Stated problem:
Transcribe only the part of the listing below that begins at the line containing "Can you find the rear wheel" and runs to its final line, keeping both ends.

Working data:
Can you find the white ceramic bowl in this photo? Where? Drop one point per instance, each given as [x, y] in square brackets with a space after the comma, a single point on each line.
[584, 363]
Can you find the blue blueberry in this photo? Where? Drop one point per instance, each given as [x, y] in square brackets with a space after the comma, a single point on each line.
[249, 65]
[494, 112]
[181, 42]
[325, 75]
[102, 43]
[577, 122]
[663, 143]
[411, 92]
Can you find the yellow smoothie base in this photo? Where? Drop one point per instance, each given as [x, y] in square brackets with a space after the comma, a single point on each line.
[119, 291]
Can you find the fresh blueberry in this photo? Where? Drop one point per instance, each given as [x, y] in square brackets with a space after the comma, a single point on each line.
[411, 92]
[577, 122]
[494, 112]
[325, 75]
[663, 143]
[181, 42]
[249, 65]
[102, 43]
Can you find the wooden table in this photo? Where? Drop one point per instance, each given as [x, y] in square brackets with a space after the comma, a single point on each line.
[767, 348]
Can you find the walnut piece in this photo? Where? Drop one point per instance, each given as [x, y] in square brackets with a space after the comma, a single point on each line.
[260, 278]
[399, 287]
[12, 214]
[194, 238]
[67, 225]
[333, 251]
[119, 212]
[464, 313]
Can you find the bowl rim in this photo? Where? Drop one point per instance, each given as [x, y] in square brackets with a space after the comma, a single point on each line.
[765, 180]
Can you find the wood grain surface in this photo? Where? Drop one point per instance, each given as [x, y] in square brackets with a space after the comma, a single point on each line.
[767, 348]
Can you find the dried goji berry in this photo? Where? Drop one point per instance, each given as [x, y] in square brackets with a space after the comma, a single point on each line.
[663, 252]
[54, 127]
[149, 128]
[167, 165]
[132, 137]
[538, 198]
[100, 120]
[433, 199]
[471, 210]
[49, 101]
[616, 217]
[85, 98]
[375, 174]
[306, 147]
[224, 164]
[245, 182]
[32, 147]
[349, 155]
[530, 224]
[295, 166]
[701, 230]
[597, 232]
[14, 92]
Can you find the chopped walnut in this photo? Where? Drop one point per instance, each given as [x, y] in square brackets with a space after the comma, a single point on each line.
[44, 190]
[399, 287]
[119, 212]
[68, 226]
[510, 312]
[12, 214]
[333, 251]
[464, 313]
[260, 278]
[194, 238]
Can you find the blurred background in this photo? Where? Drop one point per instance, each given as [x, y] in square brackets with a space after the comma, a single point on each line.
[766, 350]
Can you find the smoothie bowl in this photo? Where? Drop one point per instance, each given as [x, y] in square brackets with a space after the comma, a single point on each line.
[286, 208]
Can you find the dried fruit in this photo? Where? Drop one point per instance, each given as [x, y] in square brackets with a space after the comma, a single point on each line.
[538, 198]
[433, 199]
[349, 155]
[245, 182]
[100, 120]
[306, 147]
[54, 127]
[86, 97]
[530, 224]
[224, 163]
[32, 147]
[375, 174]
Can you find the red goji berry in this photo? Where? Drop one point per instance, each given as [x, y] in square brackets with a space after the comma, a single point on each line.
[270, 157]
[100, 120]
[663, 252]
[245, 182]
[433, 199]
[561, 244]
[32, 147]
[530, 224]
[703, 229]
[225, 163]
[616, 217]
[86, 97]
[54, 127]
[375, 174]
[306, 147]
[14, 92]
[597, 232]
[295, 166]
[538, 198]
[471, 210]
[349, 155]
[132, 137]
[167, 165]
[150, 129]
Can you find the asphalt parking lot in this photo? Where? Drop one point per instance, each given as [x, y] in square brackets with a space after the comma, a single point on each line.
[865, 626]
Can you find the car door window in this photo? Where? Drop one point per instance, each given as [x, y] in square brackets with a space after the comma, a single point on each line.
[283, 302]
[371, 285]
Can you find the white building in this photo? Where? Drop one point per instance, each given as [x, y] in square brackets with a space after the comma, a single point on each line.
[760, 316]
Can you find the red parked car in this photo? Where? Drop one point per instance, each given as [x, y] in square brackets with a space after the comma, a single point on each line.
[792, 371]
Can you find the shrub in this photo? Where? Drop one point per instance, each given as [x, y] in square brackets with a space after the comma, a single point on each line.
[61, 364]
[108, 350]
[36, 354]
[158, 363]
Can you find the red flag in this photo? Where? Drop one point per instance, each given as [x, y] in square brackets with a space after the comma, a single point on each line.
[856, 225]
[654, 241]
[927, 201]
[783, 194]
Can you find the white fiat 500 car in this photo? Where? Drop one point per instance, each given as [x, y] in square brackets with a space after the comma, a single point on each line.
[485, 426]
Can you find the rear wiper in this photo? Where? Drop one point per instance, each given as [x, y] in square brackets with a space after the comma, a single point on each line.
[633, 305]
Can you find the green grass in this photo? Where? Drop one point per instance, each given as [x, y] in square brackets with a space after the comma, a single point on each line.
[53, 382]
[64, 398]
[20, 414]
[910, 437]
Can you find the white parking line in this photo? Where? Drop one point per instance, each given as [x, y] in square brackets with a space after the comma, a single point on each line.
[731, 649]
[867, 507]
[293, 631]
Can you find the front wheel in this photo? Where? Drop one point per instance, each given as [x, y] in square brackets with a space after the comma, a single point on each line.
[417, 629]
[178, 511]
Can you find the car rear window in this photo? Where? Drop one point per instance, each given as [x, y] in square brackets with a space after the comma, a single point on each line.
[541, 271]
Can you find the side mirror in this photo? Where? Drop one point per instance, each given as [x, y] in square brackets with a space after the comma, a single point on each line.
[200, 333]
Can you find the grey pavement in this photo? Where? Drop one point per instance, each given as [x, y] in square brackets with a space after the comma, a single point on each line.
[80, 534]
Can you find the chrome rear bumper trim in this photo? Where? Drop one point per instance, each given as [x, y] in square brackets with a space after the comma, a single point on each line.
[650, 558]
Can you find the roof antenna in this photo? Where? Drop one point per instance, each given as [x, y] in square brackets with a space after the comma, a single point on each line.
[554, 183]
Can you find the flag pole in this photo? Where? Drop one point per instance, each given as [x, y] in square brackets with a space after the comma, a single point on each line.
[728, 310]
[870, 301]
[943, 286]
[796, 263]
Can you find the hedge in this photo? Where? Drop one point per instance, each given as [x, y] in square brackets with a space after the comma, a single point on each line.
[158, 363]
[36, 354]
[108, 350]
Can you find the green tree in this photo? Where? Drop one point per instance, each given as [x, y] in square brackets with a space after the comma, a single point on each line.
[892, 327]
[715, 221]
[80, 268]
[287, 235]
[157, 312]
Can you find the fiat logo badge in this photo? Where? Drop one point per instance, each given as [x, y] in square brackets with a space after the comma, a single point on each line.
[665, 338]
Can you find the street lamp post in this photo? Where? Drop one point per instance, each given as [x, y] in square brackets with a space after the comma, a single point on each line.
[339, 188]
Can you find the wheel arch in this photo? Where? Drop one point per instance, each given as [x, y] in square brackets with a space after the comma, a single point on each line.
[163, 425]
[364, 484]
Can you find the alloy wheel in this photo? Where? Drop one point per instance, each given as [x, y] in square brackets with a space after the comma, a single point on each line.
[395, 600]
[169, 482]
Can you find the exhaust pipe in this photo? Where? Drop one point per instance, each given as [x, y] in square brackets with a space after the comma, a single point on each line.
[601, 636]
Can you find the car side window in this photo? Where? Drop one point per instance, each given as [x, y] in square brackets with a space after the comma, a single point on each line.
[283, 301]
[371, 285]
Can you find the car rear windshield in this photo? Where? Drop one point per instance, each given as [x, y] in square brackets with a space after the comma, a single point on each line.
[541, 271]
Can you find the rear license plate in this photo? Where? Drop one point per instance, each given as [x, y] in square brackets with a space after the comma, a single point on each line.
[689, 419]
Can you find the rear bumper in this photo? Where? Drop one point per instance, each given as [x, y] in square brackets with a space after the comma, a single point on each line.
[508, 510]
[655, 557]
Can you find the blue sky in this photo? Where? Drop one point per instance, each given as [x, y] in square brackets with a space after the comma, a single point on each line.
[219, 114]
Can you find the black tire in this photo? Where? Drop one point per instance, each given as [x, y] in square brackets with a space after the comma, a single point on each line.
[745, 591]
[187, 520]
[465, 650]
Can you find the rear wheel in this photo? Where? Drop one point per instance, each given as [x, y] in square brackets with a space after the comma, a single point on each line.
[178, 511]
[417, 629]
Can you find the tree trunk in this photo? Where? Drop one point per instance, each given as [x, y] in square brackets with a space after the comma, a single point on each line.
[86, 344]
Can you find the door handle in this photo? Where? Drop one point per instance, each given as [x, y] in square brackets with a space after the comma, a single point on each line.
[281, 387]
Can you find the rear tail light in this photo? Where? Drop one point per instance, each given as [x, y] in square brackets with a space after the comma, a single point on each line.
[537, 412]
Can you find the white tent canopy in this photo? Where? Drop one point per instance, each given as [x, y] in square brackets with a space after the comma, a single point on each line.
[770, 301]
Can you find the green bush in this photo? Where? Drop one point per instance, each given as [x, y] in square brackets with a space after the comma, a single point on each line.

Response to this task:
Can you find the rear wheel in this photo? Where? Drop one point per instance, each given as [x, y] in square brackets with a space after the comma, a single point on each line.
[178, 511]
[417, 629]
Can you find the tree trunk in this photo? Where? Drop one point per instance, each given as [x, y] in square brackets with a space after the comma, a single point on each line.
[86, 344]
Can you find the door handle in this photo? Where? Drop one point per instance, each given as [x, y] in square brackets with a space after the comma, a single point on each line.
[281, 387]
Can you find the rear tail light in this photo? Where? Drop one point per instance, each given as [x, y] in square brackets with a space after the comma, a single point on each line.
[537, 412]
Can you find the white tent canopy in this photo? Where? Drop one point per instance, each given as [x, y] in square brackets with a space after the comma, a single point on each line.
[770, 301]
Can you find the green bush in this photo? Where? Drop one point per instance, each given as [x, y] in square brackets with a space after the comma, a single point on each line.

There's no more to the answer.